* START Records *
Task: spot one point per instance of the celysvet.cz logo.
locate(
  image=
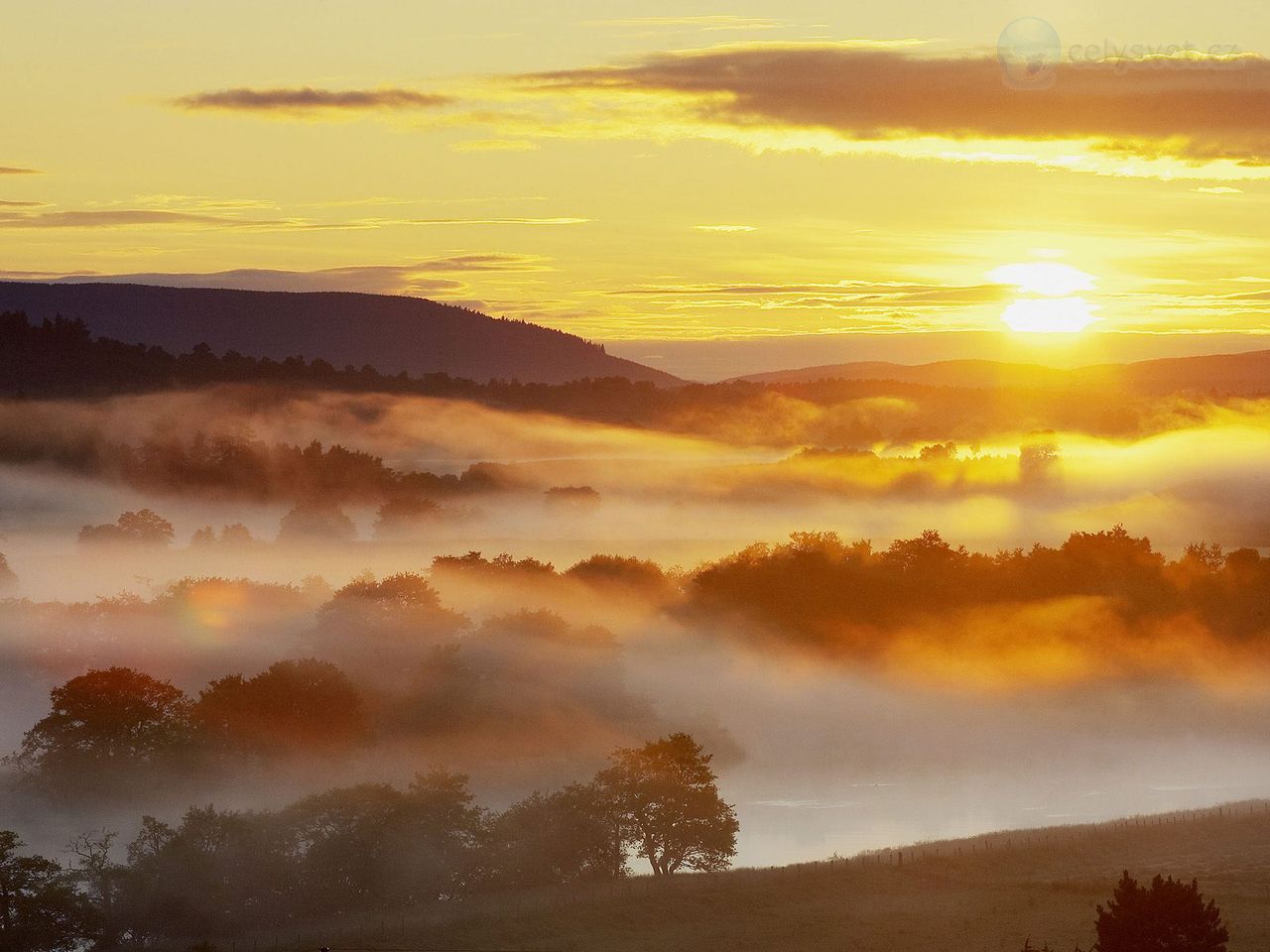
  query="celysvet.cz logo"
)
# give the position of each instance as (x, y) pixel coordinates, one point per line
(1030, 54)
(1029, 51)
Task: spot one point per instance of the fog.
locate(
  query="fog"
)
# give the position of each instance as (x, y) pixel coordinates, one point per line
(832, 733)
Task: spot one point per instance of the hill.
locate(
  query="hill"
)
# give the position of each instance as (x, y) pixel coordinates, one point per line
(391, 334)
(984, 892)
(1227, 373)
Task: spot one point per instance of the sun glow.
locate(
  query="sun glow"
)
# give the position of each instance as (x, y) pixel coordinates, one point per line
(1049, 315)
(1051, 303)
(1049, 278)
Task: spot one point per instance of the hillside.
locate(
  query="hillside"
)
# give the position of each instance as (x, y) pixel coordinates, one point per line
(391, 334)
(1225, 373)
(984, 892)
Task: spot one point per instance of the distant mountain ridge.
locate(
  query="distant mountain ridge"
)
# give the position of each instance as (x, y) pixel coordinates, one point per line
(391, 334)
(1230, 373)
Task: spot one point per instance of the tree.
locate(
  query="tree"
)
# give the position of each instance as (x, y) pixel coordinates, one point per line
(1167, 916)
(317, 522)
(103, 728)
(40, 909)
(570, 835)
(668, 806)
(102, 879)
(293, 707)
(8, 578)
(143, 527)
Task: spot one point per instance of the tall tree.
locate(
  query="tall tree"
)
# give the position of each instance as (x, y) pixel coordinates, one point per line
(1167, 916)
(103, 728)
(40, 907)
(668, 806)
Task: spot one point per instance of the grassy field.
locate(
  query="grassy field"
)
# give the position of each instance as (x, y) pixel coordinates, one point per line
(985, 893)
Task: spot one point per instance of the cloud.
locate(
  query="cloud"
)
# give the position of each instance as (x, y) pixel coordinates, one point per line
(1171, 113)
(720, 22)
(414, 278)
(479, 221)
(307, 100)
(857, 294)
(132, 217)
(495, 145)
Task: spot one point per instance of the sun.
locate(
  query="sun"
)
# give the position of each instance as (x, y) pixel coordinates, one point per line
(1047, 301)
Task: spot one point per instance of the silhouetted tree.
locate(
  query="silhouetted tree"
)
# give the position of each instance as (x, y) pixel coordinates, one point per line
(668, 805)
(40, 907)
(570, 835)
(105, 728)
(8, 578)
(1167, 916)
(143, 527)
(578, 499)
(293, 707)
(102, 879)
(405, 516)
(317, 522)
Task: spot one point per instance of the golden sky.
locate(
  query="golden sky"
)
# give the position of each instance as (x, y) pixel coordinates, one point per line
(651, 171)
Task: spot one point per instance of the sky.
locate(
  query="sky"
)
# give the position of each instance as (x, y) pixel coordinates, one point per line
(648, 172)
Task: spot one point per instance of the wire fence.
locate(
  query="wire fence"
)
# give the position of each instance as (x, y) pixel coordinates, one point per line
(400, 932)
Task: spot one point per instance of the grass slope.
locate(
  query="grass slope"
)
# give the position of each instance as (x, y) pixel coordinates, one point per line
(984, 893)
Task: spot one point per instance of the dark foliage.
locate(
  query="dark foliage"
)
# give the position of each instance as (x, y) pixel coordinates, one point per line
(1166, 916)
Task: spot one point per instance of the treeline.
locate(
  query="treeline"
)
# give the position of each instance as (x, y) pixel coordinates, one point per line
(235, 463)
(63, 358)
(394, 671)
(821, 592)
(60, 358)
(368, 847)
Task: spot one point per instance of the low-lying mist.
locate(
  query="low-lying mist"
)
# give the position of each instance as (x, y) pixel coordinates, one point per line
(857, 690)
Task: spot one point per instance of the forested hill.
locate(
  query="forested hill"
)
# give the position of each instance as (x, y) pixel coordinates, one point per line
(391, 334)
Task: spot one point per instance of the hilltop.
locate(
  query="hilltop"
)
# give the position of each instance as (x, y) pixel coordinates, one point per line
(390, 334)
(982, 892)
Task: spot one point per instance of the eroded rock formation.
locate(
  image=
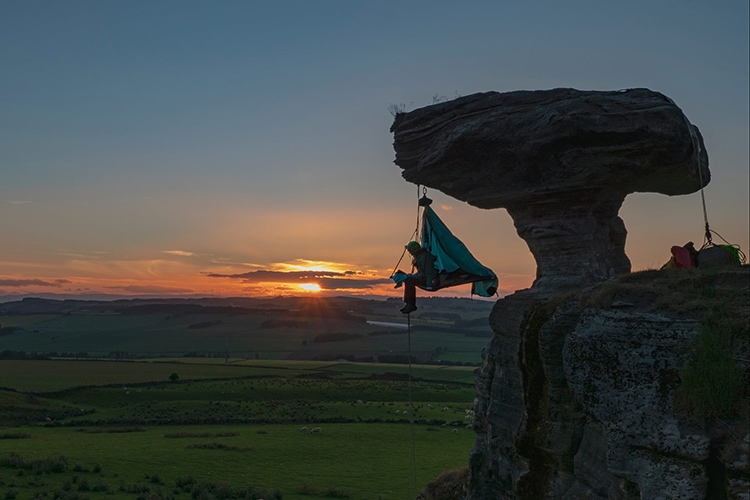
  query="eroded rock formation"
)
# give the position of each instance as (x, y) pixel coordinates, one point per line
(560, 161)
(574, 401)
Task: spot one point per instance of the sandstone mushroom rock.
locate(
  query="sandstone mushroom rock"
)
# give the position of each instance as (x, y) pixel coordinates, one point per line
(561, 162)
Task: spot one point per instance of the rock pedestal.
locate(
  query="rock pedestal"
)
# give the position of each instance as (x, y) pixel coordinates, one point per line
(570, 402)
(561, 162)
* END Records *
• [Do this]: Rewrite every one of the records above with "spot" replaced by "mark" and everything else left unchanged. Leave the pictures out of your answer.

• [Result]:
Task: mark one point per instance of the celysvet.cz logo.
locate(
  image=
  query="celysvet.cz logo"
)
# give the position of each instance as (x, y) pixel coordinates, one point per line
(1030, 54)
(1029, 51)
Task: mark one point per instance of the fog.
locate(
  query="fog"
)
# give the position of each instance as (x, y) pixel coordinates, one point per line
(832, 733)
Task: mark one point per instance of the hill.
locate(
  query="hill"
)
# give the position of each instance as (x, y) pixel coordinates, one point per line
(391, 334)
(984, 892)
(1227, 373)
Task: mark one point per instance of the sun glow.
locate(
  query="sun glow"
)
# give the position of each instance as (x, y) pixel coordinates, one point per line
(1049, 315)
(1051, 303)
(1049, 278)
Task: mark one point per instance of the hillside.
locate(
  query="hillside"
)
# give the position of each instance as (x, y) pixel coordinates, one point per line
(391, 334)
(1225, 373)
(984, 892)
Task: mark one point per instance of the distant mountain ridge.
locate(
  query="distant mountain ridge"
)
# give the position of each instance as (x, y) pixel coordinates, one point per line
(391, 334)
(1230, 373)
Task: mark one point per instance of the tree.
locate(
  query="tree"
)
# give the position of each instance as (x, y) pixel coordinates, one point per line
(1167, 916)
(317, 522)
(103, 728)
(40, 909)
(570, 835)
(668, 806)
(102, 879)
(293, 707)
(8, 578)
(143, 527)
Task: mark one point per instance of the tall tree.
locate(
  query="tall tree"
)
# give the position of each instance as (x, y) pixel coordinates, one point per line
(1167, 916)
(103, 728)
(40, 907)
(668, 806)
Task: mark one point per instance of the grassy field.
locate(
  query="grassy field"
)
# give the position of each instance as (x, y) pixel coordinates, one point per line
(985, 893)
Task: mark one point per instance of the cloud.
locate(
  query="cloud"
)
# give the position of each instance as (x, y) pixel coordinates, one point per line
(1171, 113)
(720, 22)
(414, 278)
(479, 221)
(307, 100)
(857, 294)
(132, 217)
(495, 145)
Task: mark one point per instance of the sun.
locate(
  query="sun"
)
# give the position of each instance as (x, y) pixel coordinates, one point per line
(1047, 301)
Task: mark one point per instance of the silhouetted tree.
locate(
  query="silhouetted tree"
)
# give the position of each instance as (x, y) pixel coordinates, one point per line
(668, 805)
(40, 907)
(570, 835)
(105, 728)
(8, 578)
(1167, 916)
(143, 527)
(578, 499)
(293, 707)
(102, 879)
(405, 516)
(317, 522)
Task: mark one point per instance of the golden sky.
locate(
  query="golden sky"
)
# give the position of each instance as (x, y) pixel coordinates, one point per line
(651, 171)
Task: mark one point per instance of the sky.
locate(
  query="sky"
)
# give the position of each instance as (x, y) pixel coordinates, one point per line
(648, 172)
Task: mark one point per instance of the wire fence.
locate(
  query="wire fence"
)
# give the position of each instance as (x, y) pixel coordinates, one point per line
(400, 932)
Task: mark one point per instance of the grass slope.
locate(
  query="grass slope"
)
# give the position of each instance as (x, y) pixel coordinates, one point per line
(984, 893)
Task: mark one point per instance of the dark foliage.
locate(
  query="dark foliage"
)
# give the position of each instance as (x, y) pixel coordinates, one point per line
(1166, 916)
Task: mark one point per instance of the treeline.
locate(
  query="treeline"
)
# give the position of each instance as (x, y) pixel coordinates, one point per line
(235, 463)
(63, 358)
(394, 671)
(821, 592)
(60, 358)
(368, 847)
Task: mark one point per instance of the low-lying mist.
locate(
  query="low-lying mist"
)
# give the position of each instance as (x, y) pixel coordinates, one point per line
(857, 690)
Task: mark one point per instance of the forested hill.
locate(
  query="forested hill"
)
# give the position of each instance as (x, y) pixel coordinates, one point per line
(391, 334)
Task: mark one point per instance of the hilltop.
locate(
  query="hilltop"
)
# give the position of each instance as (x, y) pixel coordinates, one point per line
(390, 334)
(982, 892)
Task: mark one point per instance of the eroded rock formation.
locate(
  image=
  query="eroded rock formation"
)
# give the position of each instance as (x, y) pixel coordinates, one point per line
(560, 161)
(574, 401)
Task: mark one point per instance of the sandstone mushroom rock.
locate(
  query="sandstone mushroom rock"
)
# give the position of each instance as (x, y) pixel coordinates, one point per line
(561, 162)
Task: mark one point per instance of the rock pedestal.
locate(
  query="rock pedestal"
)
# give the position of each instance as (x, y) pixel coordinates, one point per line
(570, 402)
(561, 162)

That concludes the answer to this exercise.